> **PASSAGE**
## start

# Dynamic macosx.com DNS services



## ScottW (May 28, 2001)

Once again we are thinking about offering a dynamic DNS service for users of macosx.com. For a nominal fee (say $9.95/year) you can get jimbo.macosx.com or all sorts of other names.macosx.com that will be your static hostname that will work great if you have a dynamic ip address provided by your cable, dsl or dial-up service provider. This is also ideal for users with a static IP address, but no domain or dns.

In addition, we may support your domain name as well.

Is this something you would want & pay for?


----------



## rharder (May 29, 2001)

Don't need it, but thanks for offering. Maybe others do...

-Rob


----------



## jdog (May 29, 2001)

Would it be possible to provide Dynamic DNS service for people who already have domain names?  I am about to switch to a cable modem which uses DynIP, from a DSL line that uses StaticIP.  If thats possible, I would easily pay the $10/year fee!  

jdog


----------



## hekal (Jun 3, 2001)

Zoneedit.com does it for free and is far more versatile than any other i've seen.

They also require you to have your own domain name. But you can get a .org for $25 and not have someone else's domain name appended to yours.


----------



## jbartlett (Jun 5, 2001)

I can't imagine why I'd need it (at least at this point), but with the incredibly rapid changes in access providers and access means, it might come in handy someday. My DSL service has gone through at least six different owners in the last year, so this might be a way to ensure DNS.


----------



## Pascal (Jun 10, 2001)

That could be interesting if you offered crystal clear installation instructions. I'll never be a programmer, even if I try to...


----------

## end

> **YOUR TASK**
Reproduce the part of the dynamic DNS thread from "Zoneedit.com does it" to "appended to yours." word for word.

(Extracted records)

## start

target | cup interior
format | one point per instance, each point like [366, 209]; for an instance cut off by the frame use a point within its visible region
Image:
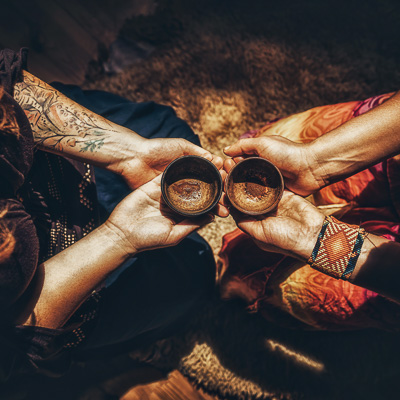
[191, 185]
[254, 186]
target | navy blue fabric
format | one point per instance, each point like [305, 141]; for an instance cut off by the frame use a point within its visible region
[157, 291]
[149, 120]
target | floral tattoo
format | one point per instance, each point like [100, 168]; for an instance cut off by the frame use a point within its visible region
[57, 122]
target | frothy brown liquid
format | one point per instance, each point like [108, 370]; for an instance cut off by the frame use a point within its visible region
[191, 194]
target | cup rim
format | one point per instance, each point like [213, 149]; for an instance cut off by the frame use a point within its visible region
[219, 187]
[273, 205]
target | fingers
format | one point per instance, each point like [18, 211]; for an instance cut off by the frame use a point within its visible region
[243, 147]
[221, 210]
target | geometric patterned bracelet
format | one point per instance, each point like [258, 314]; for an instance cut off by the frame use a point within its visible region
[337, 249]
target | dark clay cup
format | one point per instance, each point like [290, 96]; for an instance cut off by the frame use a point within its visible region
[254, 186]
[191, 185]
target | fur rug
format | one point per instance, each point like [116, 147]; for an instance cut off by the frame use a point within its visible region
[227, 67]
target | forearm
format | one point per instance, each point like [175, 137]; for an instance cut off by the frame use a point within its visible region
[64, 127]
[359, 143]
[378, 267]
[67, 279]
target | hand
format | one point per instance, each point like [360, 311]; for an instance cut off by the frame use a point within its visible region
[153, 156]
[146, 223]
[296, 161]
[291, 229]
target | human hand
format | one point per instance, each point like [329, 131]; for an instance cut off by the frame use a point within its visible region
[153, 155]
[296, 161]
[144, 222]
[291, 229]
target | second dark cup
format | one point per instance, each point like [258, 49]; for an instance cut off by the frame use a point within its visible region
[254, 186]
[191, 185]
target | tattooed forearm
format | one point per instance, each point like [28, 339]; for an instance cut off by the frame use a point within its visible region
[58, 123]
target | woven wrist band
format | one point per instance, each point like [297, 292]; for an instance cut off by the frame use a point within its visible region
[337, 249]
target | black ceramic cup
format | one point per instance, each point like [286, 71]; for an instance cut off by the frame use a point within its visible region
[191, 186]
[254, 186]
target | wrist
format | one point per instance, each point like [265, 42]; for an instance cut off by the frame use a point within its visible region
[127, 152]
[311, 234]
[337, 248]
[120, 241]
[320, 166]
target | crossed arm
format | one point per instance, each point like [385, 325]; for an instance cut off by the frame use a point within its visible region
[294, 227]
[66, 128]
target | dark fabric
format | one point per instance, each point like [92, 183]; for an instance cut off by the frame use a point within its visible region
[166, 286]
[17, 271]
[150, 295]
[11, 65]
[148, 119]
[16, 151]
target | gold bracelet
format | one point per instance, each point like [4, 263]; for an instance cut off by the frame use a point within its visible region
[337, 248]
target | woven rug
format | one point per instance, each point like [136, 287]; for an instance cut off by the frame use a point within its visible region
[227, 67]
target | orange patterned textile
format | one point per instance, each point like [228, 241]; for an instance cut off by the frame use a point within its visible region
[293, 294]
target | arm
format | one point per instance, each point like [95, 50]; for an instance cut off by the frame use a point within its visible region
[64, 127]
[342, 152]
[67, 279]
[293, 230]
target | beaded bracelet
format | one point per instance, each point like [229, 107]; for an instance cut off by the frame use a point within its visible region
[337, 249]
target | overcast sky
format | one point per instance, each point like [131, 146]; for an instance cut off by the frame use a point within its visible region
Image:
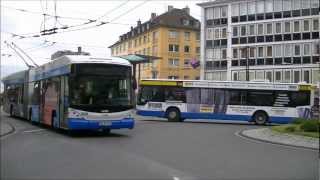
[94, 40]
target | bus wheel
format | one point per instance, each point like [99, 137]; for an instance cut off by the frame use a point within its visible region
[260, 118]
[173, 114]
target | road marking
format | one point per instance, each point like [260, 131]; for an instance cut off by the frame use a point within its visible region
[34, 130]
[274, 144]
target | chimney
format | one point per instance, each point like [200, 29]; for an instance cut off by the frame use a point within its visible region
[79, 49]
[153, 15]
[187, 10]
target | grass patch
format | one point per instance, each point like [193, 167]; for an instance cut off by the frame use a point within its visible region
[294, 129]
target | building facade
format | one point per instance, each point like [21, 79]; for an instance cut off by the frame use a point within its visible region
[275, 40]
[173, 36]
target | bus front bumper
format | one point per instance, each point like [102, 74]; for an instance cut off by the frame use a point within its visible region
[82, 124]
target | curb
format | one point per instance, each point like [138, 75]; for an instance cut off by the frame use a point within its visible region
[274, 142]
[11, 131]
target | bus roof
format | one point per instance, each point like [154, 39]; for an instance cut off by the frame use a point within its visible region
[227, 84]
[15, 78]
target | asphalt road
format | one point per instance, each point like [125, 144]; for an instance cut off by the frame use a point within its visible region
[153, 150]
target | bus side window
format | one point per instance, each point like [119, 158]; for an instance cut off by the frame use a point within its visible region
[299, 99]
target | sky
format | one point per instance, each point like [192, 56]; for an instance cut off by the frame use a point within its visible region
[28, 21]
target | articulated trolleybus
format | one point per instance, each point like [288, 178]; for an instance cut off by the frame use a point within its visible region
[258, 102]
[73, 93]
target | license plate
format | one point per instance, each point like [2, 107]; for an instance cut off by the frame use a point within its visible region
[105, 123]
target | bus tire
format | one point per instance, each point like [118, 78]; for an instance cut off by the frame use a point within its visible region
[173, 115]
[260, 117]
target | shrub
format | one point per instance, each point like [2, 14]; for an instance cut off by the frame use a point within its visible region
[290, 128]
[298, 121]
[310, 126]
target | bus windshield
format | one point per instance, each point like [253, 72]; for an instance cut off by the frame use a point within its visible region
[97, 92]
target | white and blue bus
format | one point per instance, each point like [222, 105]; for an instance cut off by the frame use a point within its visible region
[73, 93]
[259, 102]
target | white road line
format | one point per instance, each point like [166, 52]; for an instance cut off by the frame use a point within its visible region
[34, 130]
[274, 144]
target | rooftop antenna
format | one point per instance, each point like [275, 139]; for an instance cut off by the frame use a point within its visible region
[9, 45]
[25, 54]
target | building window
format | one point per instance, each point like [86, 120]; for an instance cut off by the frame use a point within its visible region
[277, 5]
[224, 11]
[287, 50]
[243, 8]
[252, 53]
[269, 5]
[186, 63]
[296, 4]
[287, 5]
[187, 36]
[173, 34]
[306, 50]
[269, 28]
[173, 62]
[235, 9]
[198, 50]
[315, 26]
[235, 31]
[287, 26]
[296, 50]
[296, 26]
[269, 51]
[251, 29]
[287, 76]
[252, 7]
[306, 76]
[173, 48]
[235, 53]
[186, 49]
[216, 33]
[224, 33]
[269, 76]
[216, 12]
[243, 30]
[197, 36]
[306, 25]
[260, 7]
[260, 29]
[296, 76]
[260, 52]
[305, 4]
[278, 28]
[278, 76]
[209, 13]
[209, 35]
[224, 54]
[316, 48]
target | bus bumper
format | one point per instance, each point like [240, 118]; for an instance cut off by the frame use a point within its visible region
[82, 124]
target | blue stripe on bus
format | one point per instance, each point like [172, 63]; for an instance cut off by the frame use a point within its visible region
[191, 115]
[78, 124]
[52, 72]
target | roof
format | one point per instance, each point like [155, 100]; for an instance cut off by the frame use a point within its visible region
[173, 19]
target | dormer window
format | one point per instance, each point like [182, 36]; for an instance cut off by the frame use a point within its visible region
[185, 22]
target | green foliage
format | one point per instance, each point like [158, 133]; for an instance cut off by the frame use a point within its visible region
[310, 126]
[290, 128]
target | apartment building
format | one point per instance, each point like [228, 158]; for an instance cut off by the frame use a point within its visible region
[174, 36]
[275, 40]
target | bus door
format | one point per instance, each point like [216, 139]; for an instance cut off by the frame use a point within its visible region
[50, 95]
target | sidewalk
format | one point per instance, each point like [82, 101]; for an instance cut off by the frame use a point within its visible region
[5, 129]
[267, 135]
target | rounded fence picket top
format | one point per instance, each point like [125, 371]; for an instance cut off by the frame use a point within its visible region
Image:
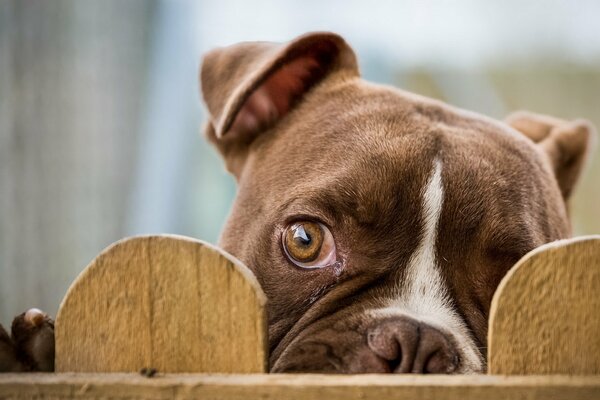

## end

> **REPLY**
Zoneedit.com does it for free and is far more versatile than any other i've seen.

They also require you to have your own domain name. But you can get a .org for $25 and not have someone else's domain name appended to yours.